[Your goal]:
Copy out every one of the lines below word for word.

[Data listing]:
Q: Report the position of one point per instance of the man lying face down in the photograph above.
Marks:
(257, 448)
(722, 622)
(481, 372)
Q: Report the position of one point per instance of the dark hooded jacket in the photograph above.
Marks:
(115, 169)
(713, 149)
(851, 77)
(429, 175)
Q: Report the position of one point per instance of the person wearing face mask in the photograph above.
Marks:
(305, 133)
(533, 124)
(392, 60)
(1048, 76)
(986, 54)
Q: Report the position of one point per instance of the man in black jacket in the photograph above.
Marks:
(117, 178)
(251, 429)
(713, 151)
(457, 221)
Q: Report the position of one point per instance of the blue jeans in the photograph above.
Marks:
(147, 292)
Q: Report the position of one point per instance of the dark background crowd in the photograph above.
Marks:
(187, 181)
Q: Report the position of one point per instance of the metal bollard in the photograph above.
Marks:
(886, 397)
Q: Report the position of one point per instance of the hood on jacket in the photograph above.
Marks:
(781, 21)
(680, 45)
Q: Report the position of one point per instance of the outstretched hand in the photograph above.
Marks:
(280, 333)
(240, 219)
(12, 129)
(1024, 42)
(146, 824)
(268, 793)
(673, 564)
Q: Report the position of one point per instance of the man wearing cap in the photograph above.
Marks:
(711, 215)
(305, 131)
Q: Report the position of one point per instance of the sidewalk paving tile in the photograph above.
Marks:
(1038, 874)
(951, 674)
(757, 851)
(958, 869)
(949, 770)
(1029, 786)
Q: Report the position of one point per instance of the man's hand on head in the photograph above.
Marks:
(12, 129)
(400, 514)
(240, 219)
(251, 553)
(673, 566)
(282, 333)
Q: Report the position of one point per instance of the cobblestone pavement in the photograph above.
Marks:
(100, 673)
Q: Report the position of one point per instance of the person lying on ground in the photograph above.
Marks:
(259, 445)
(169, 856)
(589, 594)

[Reply]:
Q: Report the position of one point per instance of the man lying face down in the photograph above.
Marks:
(257, 448)
(722, 622)
(481, 372)
Q: Report the position of one point per instance of the dark hooded jacket in the photograph above.
Marks:
(115, 169)
(713, 149)
(851, 77)
(429, 175)
Q: Report the position of one point per instance of the person wearing face mask in the photograph above.
Marks:
(305, 133)
(533, 124)
(392, 60)
(1048, 76)
(986, 54)
Q: Report the position of one point per instance of the man in black jacket in the photograph above.
Marks:
(117, 178)
(251, 429)
(713, 151)
(457, 221)
Q: Report the position of one point per instance of the blue jeans in the photograph above.
Marks:
(147, 292)
Q: Report the position of one point per instance of the dark background crowd in the photograph above.
Marks:
(187, 181)
Q: Report the position of one point per instance of the metal bollard in the photograph above.
Marks:
(886, 397)
Q: Report the position of one point per instance of the hood on jacket in the photograph above.
Marks:
(781, 21)
(680, 45)
Q: Report the position of one point per instance of the outstretched hand in the photograph above.
Marks:
(280, 333)
(240, 219)
(12, 129)
(1024, 42)
(146, 824)
(268, 793)
(673, 564)
Q: Report the position of one point per instance of the man wearing cap in the photograph above.
Marks:
(711, 215)
(305, 131)
Q: Report the position of one point per instance of the sidewalk paving tile in the photograph above.
Marks:
(1038, 874)
(951, 674)
(757, 851)
(958, 869)
(949, 770)
(1029, 786)
Q: Report the position of one point per instance of the man's hand on head in the photograph above.
Marks:
(12, 129)
(400, 514)
(240, 219)
(251, 553)
(673, 566)
(282, 333)
Q: Report the position of one point per instance of the cobblestone pavement in the photograph above.
Marks:
(100, 673)
Q: Report the position of one point per instance of the person lying on ground in the photograph above.
Marks:
(259, 445)
(169, 856)
(589, 594)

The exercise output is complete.